The exercise
Can you turn every line of the entries below into a numbered list, skipping blank lines and leaving the pictures out?

Point labels for objects
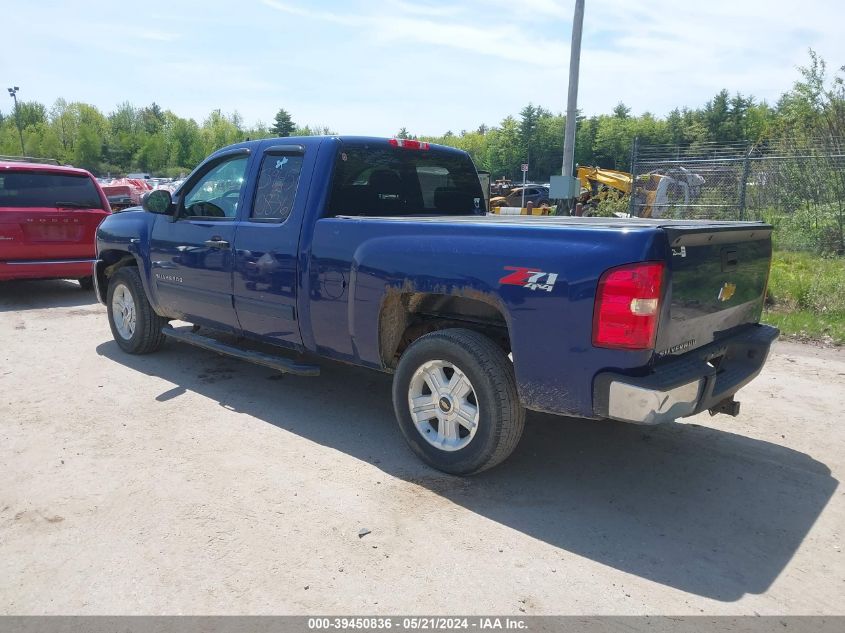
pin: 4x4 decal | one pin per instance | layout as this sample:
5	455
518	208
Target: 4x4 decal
529	278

In response
1. pin: 4x4 decal | one pin per instance | layout as this sample:
2. 5	455
3. 518	208
4. Target: 4x4 decal
5. 529	278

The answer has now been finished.